Rewrite every line of the records below, including the requests, but omit the pictures. Rescale each point coordinate in the answers by multiplying it by 0.7 and rounding to the nearest whole number, with halves rounded up, and leave the numbers in the requests and their format samples unchanged.
## BEGIN
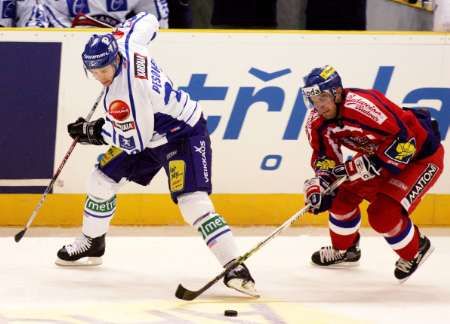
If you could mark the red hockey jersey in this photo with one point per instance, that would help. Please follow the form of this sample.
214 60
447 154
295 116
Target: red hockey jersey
370 124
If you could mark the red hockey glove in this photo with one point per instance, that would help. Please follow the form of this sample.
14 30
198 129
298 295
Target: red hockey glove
360 167
314 189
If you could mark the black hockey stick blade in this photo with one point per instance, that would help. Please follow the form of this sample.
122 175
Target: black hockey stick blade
185 294
19 235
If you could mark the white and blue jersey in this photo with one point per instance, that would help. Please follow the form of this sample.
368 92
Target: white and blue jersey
143 109
112 12
7 13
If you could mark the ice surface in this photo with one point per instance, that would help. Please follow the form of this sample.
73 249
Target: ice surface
## END
> [Solution to the exercise]
If you could mark the red hockey jersey in this photo with one point per instance, that would help. Please follow the form of this sample.
214 60
447 154
295 116
Target: red hockey jersey
259 87
If you could mark the red hockey glove in this photo with one point per instance, that would help. Please follow the form of this sample.
14 30
198 129
298 295
Target: red hockey glove
252 117
220 132
If you could mark the black hockey stick blade in this photo with one point per instance, that would help. Please follow the form of this sample.
122 175
Target: black hockey stick blade
130 206
13 165
If you could mark the white and blue jersey in this photo with one point per instance, that would help. Please follow the form of this sample.
368 92
Target: white and blue jersey
100 76
78 8
5 9
If you could mark the ice surface in this photo with one point per instance, that would help. Please follow the form of this sample.
73 249
Target: ice surface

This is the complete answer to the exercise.